The unemployment rate saw a decline in Q3, although this appeared to be because of another rise in inactivity. Falls in employment and job vacancies suggest that a weak economy is translating into softer demand for workers.
Meanwhile, pay growth stayed strong in cash terms, but was substantially negative after adjusting for inflation. On balance, the EY ITEM Club thinks today's data reinforce the odds of the Monetary Policy Committee (MPC) increasing rates again in December, but less markedly than in its meeting earlier this month.
Martin Beck, chief economic advisor to the EY ITEM Club, says: “The latest labour market data continued the pattern of recent releases, pointing to a jobs market still tight in absolute terms, but showing some signs of loosening. The Labour Force Survey unemployment rate stood at 3.6% in Q3, down from 3.8% in Q2, and the lowest since 1974.
“However, the decline did not appear to be driven by a rise in the number of people in work, with employment falling 52,000 over the same period and the employment rate in Q3 remaining 1.1ppts below the immediate pre-Covid rate in Q4 2019. Instead, it was a further increase in inactivity that explained the lower jobless rate. This left the number of 16–64-year-olds not in work or actively seeking work at just under nine million, more than half-a-million higher than at the end of 2019.
“Adding to evidence of labour market tightness suggested by the latest unemployment and inactivity data was another strong reading for pay growth. Average total pay growth accelerated to 6% in Q3 from 5.2% in Q2, while regular pay rose 5.7% versus 4.8%. However, with CPI inflation running at 10% in Q3, the average employee's earnings fell considerably in real terms. Workers' bargaining power therefore still looks a long way from being able to generate a sustainable wage-price spiral. The odds of that happening are also expected to recede as the weak economy cuts demand for workers.
“On that note, job vacancies fell further in the three months to October to 1.23 million, the lowest since autumn 2021. This, plus the fall in employment, suggests that a lack of GDP growth is starting to make a mark on labour demand, although vacancy numbers still slightly exceeded the number of unemployed, a very rare occurrence in the last 50 years. On balance, the EY ITEM Club thinks today's numbers are consistent with the MPC raising interest rates again in December. But the committee may rein back the scale of increase from November's 75bps to a more ‘conventional’ 50bps or 25bps rise.”

Items from a dataset

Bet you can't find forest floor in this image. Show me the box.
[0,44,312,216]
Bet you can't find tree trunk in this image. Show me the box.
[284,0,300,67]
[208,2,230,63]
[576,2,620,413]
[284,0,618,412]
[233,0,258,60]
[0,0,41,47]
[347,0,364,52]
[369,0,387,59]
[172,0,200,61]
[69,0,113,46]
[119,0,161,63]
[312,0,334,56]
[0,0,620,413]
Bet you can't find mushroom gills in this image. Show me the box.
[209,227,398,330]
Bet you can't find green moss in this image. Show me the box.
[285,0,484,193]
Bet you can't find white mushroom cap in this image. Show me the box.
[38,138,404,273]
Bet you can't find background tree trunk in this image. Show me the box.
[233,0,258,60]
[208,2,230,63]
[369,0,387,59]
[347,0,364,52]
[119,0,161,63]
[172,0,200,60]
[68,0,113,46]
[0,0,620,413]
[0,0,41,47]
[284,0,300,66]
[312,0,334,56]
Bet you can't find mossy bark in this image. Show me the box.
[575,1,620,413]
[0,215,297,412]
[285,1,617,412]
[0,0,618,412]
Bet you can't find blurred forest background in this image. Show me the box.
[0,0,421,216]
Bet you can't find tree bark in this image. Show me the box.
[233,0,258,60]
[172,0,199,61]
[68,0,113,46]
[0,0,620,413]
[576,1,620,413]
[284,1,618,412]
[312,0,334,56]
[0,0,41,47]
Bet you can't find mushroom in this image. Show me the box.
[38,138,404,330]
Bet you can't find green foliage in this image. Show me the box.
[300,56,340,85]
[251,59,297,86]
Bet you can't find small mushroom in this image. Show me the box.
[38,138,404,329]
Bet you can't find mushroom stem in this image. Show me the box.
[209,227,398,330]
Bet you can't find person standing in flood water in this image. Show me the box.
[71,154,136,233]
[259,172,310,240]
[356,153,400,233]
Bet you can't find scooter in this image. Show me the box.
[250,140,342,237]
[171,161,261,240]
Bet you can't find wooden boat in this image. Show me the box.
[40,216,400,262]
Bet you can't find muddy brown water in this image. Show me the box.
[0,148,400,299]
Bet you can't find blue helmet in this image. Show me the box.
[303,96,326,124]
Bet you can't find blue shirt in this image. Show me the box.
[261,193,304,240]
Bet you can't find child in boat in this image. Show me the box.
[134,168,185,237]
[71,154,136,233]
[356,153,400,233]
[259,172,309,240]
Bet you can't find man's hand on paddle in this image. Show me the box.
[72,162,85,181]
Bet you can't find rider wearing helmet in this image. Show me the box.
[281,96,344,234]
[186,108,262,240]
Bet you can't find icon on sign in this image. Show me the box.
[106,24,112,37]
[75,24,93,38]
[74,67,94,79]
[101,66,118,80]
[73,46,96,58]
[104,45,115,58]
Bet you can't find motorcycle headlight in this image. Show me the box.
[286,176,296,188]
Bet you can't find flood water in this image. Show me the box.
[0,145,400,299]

-- Things to do --
A. What was the Labour Force Survey unemployment rate in Q3, according to the labor market commentary?
B. Extract word for word the passage of the labor market commentary from "The unemployment rate" to "earlier this month.".

-- Answers to this exercise --
A. 3.6%, down from 3.8% in Q2.

B.
The unemployment rate saw a decline in Q3, although this appeared to be because of another rise in inactivity. Falls in employment and job vacancies suggest that a weak economy is translating into softer demand for workers.
Meanwhile, pay growth stayed strong in cash terms, but was substantially negative after adjusting for inflation. On balance, the EY ITEM Club thinks today's data reinforce the odds of the Monetary Policy Committee (MPC) increasing rates again in December, but less markedly than in its meeting earlier this month.